• _To do_
Tally the lines of the records below that contain the string "wall", treating uppercase and lowercase as different. Reply with the number only.

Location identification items

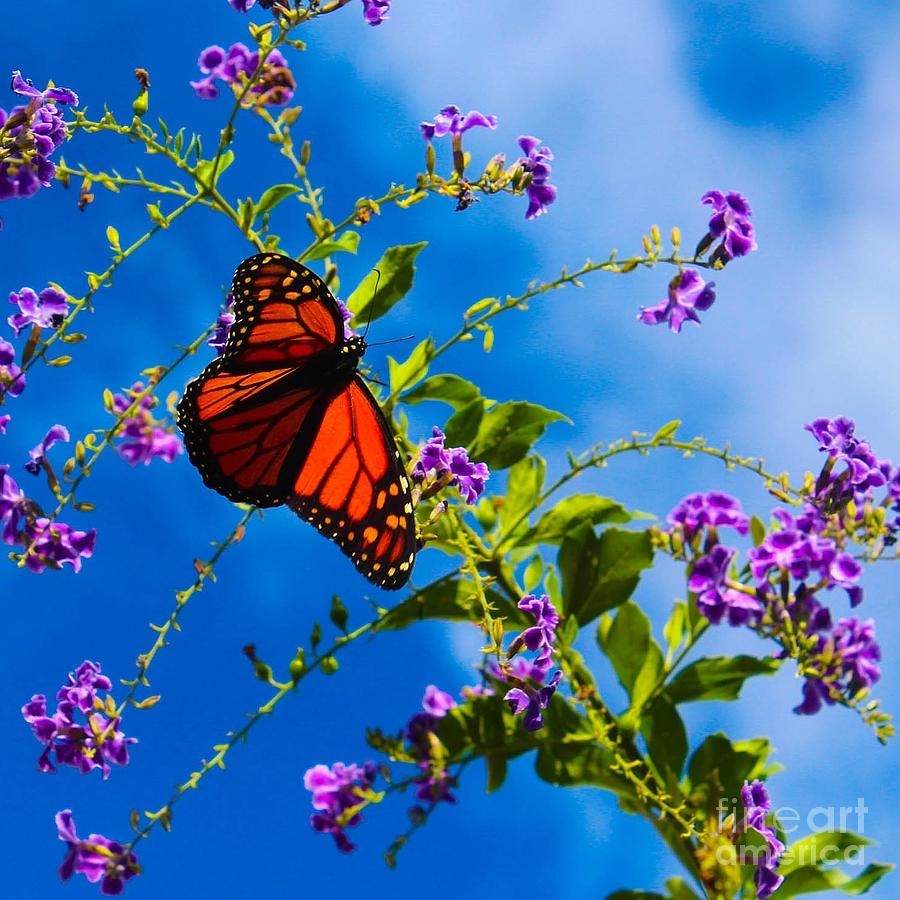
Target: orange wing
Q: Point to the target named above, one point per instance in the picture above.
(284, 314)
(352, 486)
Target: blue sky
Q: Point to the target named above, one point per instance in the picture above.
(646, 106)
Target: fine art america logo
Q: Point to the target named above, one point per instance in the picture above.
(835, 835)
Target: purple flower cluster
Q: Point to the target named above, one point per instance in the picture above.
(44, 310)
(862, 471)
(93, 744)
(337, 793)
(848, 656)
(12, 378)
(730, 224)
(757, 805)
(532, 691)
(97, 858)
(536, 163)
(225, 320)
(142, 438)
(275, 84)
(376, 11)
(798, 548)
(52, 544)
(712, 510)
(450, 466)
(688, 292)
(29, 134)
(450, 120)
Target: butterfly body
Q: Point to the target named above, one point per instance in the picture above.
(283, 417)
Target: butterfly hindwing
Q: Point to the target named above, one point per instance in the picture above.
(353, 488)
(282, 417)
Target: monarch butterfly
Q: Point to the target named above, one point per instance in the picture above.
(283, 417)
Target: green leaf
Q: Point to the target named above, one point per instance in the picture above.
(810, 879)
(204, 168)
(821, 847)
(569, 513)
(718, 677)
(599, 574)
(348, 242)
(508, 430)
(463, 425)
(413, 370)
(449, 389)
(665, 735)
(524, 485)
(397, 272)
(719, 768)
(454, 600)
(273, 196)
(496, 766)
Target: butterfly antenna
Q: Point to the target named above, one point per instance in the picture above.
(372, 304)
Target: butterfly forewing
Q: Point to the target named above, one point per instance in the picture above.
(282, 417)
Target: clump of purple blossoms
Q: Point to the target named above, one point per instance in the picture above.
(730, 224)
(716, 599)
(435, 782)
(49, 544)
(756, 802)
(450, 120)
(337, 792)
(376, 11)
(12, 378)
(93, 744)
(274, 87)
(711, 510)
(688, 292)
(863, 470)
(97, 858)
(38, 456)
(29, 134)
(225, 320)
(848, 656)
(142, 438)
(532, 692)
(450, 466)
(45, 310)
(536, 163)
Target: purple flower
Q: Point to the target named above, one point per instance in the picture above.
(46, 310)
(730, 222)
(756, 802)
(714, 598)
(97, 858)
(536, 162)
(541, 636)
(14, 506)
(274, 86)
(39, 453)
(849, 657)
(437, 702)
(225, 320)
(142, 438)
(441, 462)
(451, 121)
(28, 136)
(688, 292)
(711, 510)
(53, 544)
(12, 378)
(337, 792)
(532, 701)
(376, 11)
...
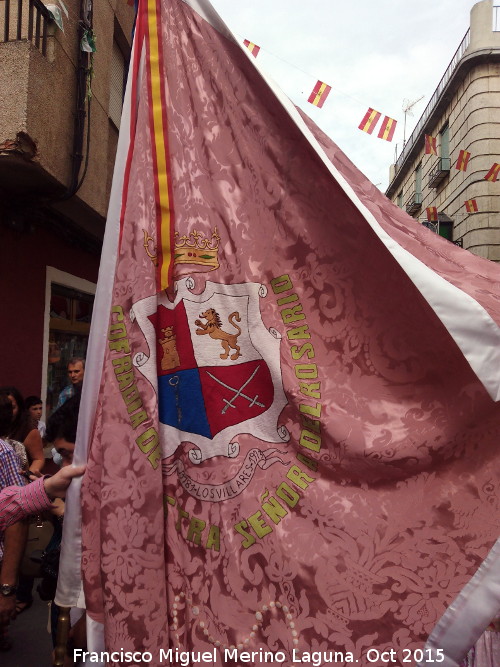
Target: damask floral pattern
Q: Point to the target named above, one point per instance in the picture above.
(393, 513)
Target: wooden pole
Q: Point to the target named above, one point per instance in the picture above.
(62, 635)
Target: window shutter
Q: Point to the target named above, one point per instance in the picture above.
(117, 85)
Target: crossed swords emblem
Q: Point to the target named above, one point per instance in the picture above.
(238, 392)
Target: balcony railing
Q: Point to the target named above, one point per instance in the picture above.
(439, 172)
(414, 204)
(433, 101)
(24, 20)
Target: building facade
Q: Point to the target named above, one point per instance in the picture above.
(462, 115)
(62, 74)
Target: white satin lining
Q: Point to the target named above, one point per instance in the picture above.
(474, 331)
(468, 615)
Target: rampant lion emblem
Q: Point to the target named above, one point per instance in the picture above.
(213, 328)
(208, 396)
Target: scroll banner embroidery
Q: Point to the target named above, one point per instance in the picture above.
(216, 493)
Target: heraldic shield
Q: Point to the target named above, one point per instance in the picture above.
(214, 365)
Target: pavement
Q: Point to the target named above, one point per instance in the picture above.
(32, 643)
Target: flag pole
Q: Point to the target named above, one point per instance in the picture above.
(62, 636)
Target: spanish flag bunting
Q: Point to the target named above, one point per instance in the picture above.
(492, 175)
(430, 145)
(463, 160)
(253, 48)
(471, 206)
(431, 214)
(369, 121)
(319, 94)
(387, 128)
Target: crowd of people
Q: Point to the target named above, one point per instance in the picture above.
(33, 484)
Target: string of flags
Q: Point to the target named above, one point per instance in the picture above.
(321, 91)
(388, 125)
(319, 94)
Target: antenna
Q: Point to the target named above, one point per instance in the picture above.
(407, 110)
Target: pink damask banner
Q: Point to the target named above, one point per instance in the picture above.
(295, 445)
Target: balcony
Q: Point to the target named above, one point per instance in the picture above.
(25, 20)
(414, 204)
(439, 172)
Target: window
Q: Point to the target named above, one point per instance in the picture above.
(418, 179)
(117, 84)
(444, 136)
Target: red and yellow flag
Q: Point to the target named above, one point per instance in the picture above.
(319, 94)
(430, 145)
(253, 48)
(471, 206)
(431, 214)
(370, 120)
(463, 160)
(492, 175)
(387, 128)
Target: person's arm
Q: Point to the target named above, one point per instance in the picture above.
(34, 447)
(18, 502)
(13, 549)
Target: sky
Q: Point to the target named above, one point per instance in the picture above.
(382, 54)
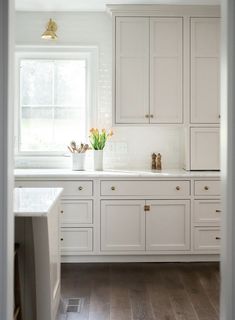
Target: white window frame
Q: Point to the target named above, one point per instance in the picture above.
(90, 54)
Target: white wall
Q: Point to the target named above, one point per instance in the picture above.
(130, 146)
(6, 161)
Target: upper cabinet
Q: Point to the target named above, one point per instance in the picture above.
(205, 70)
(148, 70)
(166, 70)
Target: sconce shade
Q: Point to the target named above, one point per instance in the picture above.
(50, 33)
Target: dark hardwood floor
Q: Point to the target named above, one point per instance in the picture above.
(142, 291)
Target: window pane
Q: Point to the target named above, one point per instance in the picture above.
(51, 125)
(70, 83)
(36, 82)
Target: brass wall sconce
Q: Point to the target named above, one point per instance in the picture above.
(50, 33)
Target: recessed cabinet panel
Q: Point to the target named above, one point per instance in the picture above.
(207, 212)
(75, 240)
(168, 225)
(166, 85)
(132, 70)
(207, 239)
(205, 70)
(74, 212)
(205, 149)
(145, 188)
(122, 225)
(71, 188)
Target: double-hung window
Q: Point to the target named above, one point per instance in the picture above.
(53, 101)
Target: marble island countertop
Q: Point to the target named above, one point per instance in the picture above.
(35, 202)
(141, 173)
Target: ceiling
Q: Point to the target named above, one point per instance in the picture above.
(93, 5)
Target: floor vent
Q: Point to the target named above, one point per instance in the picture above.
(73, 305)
...
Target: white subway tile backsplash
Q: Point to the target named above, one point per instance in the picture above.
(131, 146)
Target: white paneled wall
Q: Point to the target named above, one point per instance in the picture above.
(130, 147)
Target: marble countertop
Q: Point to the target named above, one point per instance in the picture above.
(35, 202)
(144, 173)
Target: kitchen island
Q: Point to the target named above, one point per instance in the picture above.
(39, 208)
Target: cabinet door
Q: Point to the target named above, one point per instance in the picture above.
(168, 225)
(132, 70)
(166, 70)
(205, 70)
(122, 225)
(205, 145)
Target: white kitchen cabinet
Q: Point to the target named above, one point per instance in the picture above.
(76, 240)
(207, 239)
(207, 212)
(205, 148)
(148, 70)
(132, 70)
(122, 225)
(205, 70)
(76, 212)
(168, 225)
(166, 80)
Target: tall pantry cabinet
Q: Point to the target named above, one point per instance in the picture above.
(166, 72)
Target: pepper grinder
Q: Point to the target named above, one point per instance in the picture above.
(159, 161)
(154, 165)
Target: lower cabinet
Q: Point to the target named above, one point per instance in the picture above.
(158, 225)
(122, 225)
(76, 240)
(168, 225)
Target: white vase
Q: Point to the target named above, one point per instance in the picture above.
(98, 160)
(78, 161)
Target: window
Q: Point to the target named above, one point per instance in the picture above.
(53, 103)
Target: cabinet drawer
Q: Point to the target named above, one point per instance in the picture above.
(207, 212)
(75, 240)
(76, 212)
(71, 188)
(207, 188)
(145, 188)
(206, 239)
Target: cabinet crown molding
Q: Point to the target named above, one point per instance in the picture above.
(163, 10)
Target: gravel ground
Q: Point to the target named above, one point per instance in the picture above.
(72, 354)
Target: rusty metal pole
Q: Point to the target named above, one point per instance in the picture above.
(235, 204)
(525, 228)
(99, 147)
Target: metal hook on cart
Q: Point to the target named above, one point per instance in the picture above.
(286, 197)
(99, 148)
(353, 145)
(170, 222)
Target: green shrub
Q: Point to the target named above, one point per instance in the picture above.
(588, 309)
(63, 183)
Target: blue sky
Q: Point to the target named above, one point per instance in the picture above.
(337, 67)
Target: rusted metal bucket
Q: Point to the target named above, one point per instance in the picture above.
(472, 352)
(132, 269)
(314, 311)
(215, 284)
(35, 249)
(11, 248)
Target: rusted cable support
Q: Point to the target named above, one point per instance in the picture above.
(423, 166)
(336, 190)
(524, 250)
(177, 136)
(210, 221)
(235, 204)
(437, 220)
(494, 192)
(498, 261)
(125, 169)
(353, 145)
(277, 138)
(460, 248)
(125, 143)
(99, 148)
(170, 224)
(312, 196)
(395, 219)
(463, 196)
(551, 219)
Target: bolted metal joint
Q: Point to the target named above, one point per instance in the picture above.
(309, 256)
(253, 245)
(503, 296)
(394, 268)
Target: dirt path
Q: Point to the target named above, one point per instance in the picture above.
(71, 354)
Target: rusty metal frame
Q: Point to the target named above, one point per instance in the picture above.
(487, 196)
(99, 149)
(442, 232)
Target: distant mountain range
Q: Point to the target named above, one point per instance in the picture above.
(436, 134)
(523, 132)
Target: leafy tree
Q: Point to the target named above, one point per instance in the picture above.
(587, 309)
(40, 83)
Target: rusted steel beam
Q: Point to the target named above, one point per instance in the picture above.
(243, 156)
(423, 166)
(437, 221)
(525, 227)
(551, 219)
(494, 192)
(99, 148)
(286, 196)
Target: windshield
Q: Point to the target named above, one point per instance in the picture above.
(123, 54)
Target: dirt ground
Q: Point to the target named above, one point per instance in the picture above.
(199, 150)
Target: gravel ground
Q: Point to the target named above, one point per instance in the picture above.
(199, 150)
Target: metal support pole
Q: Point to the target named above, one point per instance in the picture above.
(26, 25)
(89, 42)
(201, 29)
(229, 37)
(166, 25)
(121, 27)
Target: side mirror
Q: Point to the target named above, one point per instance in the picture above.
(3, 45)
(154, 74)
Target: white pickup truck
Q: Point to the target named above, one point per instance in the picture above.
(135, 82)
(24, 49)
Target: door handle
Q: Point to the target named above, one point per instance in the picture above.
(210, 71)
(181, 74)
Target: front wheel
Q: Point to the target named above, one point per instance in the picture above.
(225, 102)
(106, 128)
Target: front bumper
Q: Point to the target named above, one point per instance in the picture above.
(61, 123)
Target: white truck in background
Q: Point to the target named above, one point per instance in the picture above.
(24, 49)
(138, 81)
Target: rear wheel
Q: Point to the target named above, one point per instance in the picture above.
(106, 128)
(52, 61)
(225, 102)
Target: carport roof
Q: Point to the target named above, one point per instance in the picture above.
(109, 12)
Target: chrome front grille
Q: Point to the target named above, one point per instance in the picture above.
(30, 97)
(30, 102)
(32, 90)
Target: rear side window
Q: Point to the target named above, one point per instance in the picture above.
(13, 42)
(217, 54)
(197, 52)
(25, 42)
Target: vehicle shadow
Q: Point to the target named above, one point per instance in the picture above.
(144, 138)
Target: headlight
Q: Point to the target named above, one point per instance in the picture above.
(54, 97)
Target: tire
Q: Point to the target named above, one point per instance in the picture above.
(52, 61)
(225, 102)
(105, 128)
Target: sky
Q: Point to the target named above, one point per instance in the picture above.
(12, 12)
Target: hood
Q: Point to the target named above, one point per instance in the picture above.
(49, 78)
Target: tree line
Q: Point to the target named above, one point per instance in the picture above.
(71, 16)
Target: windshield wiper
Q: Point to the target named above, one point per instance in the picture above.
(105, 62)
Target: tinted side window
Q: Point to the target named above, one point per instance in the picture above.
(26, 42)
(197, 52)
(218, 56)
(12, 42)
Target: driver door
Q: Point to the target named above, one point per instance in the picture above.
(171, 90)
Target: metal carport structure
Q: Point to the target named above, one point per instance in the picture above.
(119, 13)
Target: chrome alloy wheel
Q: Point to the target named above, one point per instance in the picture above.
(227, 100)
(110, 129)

• _Solution to the exercise_
3